*** RECORDS FOR THE EXERCISE ***
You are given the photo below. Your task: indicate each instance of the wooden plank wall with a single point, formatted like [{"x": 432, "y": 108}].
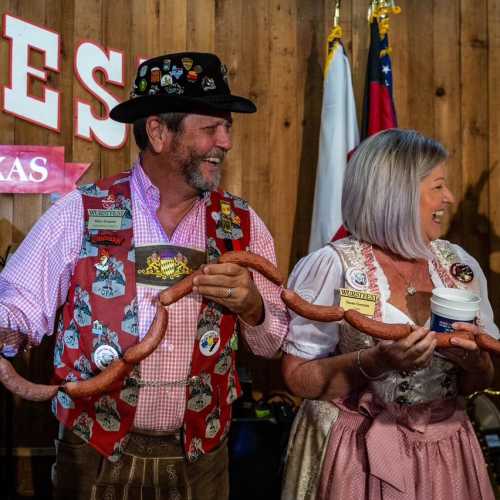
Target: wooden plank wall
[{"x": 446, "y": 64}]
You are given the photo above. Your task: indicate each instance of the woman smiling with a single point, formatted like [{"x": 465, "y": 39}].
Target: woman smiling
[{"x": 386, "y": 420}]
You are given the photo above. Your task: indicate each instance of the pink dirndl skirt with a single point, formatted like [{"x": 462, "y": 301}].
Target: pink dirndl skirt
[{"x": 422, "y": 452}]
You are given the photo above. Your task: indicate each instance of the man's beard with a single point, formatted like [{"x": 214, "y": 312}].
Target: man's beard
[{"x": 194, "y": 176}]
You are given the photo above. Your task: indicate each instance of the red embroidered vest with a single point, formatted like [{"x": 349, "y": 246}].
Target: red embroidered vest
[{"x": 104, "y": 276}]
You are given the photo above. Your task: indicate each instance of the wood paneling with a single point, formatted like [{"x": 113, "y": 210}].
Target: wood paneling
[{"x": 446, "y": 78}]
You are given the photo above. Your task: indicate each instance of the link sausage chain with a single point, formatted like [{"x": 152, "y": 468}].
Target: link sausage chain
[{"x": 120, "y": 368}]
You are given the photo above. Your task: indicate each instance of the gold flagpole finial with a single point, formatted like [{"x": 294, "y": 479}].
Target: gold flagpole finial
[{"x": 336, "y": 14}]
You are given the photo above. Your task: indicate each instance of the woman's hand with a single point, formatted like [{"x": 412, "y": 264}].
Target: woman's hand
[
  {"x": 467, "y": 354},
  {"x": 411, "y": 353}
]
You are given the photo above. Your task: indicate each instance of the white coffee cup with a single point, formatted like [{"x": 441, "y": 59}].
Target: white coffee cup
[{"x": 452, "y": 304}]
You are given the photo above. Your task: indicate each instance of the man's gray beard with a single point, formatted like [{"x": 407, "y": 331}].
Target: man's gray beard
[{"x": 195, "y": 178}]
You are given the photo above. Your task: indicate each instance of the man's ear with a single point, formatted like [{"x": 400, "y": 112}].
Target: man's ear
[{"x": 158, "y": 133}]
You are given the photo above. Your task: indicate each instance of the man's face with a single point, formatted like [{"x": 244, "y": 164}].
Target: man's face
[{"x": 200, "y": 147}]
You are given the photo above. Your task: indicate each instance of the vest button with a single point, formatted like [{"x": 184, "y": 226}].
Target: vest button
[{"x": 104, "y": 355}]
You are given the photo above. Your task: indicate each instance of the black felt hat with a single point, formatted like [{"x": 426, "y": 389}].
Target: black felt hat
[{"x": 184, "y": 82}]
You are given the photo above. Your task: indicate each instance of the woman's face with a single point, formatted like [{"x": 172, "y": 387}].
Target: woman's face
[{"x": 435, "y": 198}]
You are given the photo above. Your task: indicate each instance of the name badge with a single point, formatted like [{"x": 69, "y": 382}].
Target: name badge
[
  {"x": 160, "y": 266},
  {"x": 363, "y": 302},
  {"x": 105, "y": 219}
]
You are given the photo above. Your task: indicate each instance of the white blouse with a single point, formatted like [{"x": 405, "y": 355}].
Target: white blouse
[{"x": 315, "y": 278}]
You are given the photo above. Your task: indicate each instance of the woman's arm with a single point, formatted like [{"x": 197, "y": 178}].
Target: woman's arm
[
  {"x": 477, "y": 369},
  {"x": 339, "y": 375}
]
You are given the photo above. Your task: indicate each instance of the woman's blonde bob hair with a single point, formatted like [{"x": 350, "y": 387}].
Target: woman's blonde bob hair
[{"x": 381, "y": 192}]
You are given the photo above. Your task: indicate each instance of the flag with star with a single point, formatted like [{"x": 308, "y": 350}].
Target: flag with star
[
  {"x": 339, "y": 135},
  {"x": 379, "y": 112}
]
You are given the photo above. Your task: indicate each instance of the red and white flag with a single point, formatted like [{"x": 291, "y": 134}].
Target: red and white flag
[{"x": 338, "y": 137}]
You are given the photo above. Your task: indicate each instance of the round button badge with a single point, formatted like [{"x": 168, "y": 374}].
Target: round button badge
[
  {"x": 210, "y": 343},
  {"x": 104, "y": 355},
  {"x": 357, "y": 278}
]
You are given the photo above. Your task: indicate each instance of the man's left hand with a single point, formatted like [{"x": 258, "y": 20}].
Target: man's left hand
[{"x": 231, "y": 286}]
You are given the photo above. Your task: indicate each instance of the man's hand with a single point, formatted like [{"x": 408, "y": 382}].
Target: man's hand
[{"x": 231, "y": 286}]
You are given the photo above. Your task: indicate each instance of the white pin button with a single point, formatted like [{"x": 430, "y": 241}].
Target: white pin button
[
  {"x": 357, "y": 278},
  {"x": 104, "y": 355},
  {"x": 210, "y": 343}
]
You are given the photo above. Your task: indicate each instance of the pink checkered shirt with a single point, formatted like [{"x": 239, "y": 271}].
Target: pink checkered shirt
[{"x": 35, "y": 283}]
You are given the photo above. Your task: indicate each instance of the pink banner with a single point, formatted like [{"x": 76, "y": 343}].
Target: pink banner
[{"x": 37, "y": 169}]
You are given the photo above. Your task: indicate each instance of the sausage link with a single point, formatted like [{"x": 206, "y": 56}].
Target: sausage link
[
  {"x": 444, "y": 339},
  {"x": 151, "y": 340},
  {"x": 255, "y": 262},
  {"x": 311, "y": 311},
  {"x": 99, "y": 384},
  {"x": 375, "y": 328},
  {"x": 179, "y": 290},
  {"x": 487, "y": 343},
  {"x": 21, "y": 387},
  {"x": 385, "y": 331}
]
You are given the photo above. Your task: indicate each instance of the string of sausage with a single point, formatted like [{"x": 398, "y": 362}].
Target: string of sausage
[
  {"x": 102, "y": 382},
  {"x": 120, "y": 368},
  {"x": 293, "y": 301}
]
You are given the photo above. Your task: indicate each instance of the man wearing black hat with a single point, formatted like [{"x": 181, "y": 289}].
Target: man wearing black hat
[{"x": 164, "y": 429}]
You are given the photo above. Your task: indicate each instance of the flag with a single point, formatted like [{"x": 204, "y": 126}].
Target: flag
*** End of RECORDS FOR THE EXERCISE ***
Make an exact copy of the records above, one that has none of the pictures.

» OUTPUT
You are given the photo below. Your task: indicate each instance of the wooden plank wall with a single point, formatted like [{"x": 432, "y": 108}].
Target: wooden plank wall
[{"x": 446, "y": 64}]
You are given the photo above. Your task: indicate each instance of the woman smiling with a single point, formatted like [{"x": 465, "y": 39}].
Target: woman smiling
[{"x": 386, "y": 420}]
You are given the photo above. Your task: indicate each instance of the pink dirndl skirt with a single point, formatted like [{"x": 462, "y": 301}].
Target: pink dirndl skirt
[{"x": 422, "y": 452}]
You are given the photo above. Your task: indicate each instance of the man's beard with a single point, formatted like [{"x": 214, "y": 312}].
Target: man's beard
[{"x": 194, "y": 176}]
You are given the photo above. Your task: indicate each instance of the red embroidered vest with a single point, formatted like [{"x": 349, "y": 246}].
Target: red embroidered vest
[{"x": 104, "y": 276}]
You are given the photo above. Your task: indicate each instance of the wood paneling with a single point, formatted like [{"x": 113, "y": 210}].
Target: wood paneling
[{"x": 446, "y": 78}]
You are given the photo above. Your task: indicate each instance of the link sausage chain with a single point, formatted like [{"x": 152, "y": 468}].
Target: link sausage chain
[{"x": 120, "y": 368}]
You are given the photo above. Your task: indicate each instance of the gold flagpole finial with a single point, formatted like [{"x": 294, "y": 479}].
Target: gold flagpole finial
[{"x": 336, "y": 14}]
You are given the photo above. Your task: indicate each instance of the woman's hand with a single point, formatted like [{"x": 412, "y": 264}].
Target: woman's hand
[
  {"x": 467, "y": 354},
  {"x": 411, "y": 353}
]
You are given the photo above. Your task: indicate each instance of the white coffee cup with a single point, formatted like [{"x": 441, "y": 59}].
Target: white coffee cup
[{"x": 452, "y": 304}]
You are given the photo above. Your task: indicate each instance of the man's gray beard with a single point, formatted like [{"x": 407, "y": 331}].
Target: man's gray beard
[{"x": 195, "y": 178}]
You are given the photo above. Your task: indicate each instance of the man's ear with a single point, formatted like [{"x": 400, "y": 112}].
Target: man's ear
[{"x": 158, "y": 133}]
You are given the photo above. Your task: indicate each instance of the man's face with a single point, formatted like [{"x": 244, "y": 164}].
Target: man's face
[{"x": 200, "y": 147}]
You are given the photo above. Your task: indicate each instance of the vest button with a single point, formatted like [{"x": 184, "y": 226}].
Target: vest button
[{"x": 104, "y": 355}]
You are given the photo above. Your task: indicate each instance of the black felt hat with a single point, formatted like [{"x": 426, "y": 389}].
Target: black felt hat
[{"x": 184, "y": 82}]
You are given the photo above. Your task: indicate each instance of the woman's face with a single point, formatted like [{"x": 172, "y": 387}].
Target: woman's face
[{"x": 435, "y": 198}]
You are given the photo above. Your task: indicate each instance of the name badge with a single point, formatted like [{"x": 69, "y": 382}].
Target: name badge
[
  {"x": 160, "y": 266},
  {"x": 363, "y": 302},
  {"x": 105, "y": 219}
]
You are given the photo above. Your task: indicate each instance of the white blouse with a single point, formatted like [{"x": 405, "y": 355}].
Target: white blouse
[{"x": 315, "y": 278}]
You are given the photo above. Your task: indicate each instance of the woman's arm with a single point, formatted like [{"x": 197, "y": 178}].
Target: woman's arm
[
  {"x": 477, "y": 369},
  {"x": 339, "y": 375}
]
You are given the photo above. Your task: indicate each instance of the woman's blonde bob hair with a single point, formatted like [{"x": 350, "y": 387}].
Target: woman's blonde bob hair
[{"x": 381, "y": 192}]
You are given the photo above. Your task: indicate each instance of the flag with star with a single point, formatted like [{"x": 308, "y": 350}].
Target: flag with star
[
  {"x": 339, "y": 135},
  {"x": 379, "y": 112}
]
You are given the photo above. Your task: indicate each instance of the red and white flag with a single point, formatted like [{"x": 291, "y": 134}].
Target: red and white flag
[{"x": 338, "y": 137}]
You are given the photo above. Your task: indicate each instance of the round button badge with a single point, formatted like [{"x": 168, "y": 374}].
Target: round button badge
[
  {"x": 210, "y": 343},
  {"x": 104, "y": 355},
  {"x": 357, "y": 278}
]
You are given the photo above. Your task: indicate each instance of the man's left hand with a single point, formatted like [{"x": 258, "y": 20}].
Target: man's left hand
[{"x": 231, "y": 286}]
You are given the photo above. Your task: indicate each instance of the man's hand with a single point, formatted like [{"x": 408, "y": 382}].
Target: man's hand
[{"x": 231, "y": 286}]
You are given the photo above. Your task: indicate each instance of the white pin button with a single point, formatted like [{"x": 430, "y": 241}].
Target: white pin button
[
  {"x": 357, "y": 278},
  {"x": 104, "y": 355},
  {"x": 210, "y": 343}
]
You are given the photo above. Your task: indicate each instance of the pink checkered shirt with a single point, formatted like [{"x": 239, "y": 271}].
Target: pink checkered shirt
[{"x": 35, "y": 283}]
You are given the photo above. Your task: indicate each instance of the pink banner with a single point, formatted like [{"x": 76, "y": 343}].
Target: pink banner
[{"x": 37, "y": 169}]
You are given the photo above. Your task: indicate each instance of the sausage link with a single point, formatted like [{"x": 206, "y": 56}].
Target: sausage link
[
  {"x": 444, "y": 339},
  {"x": 151, "y": 340},
  {"x": 255, "y": 262},
  {"x": 311, "y": 311},
  {"x": 99, "y": 384},
  {"x": 375, "y": 328},
  {"x": 179, "y": 290},
  {"x": 487, "y": 343},
  {"x": 21, "y": 387},
  {"x": 385, "y": 331}
]
You are given the photo above. Your task: indicate each instance of the string of sausage with a single point, formatted like [{"x": 398, "y": 362}].
Target: string of sausage
[
  {"x": 102, "y": 382},
  {"x": 120, "y": 368},
  {"x": 293, "y": 301}
]
You are given the photo above. Your task: indicate each instance of the man wearing black hat with a single point, formatted like [{"x": 181, "y": 289}].
Target: man wearing black hat
[{"x": 164, "y": 429}]
You are given the photo above. Your task: indicate each instance of the flag with a single point, formatted like [{"x": 204, "y": 126}].
Target: flag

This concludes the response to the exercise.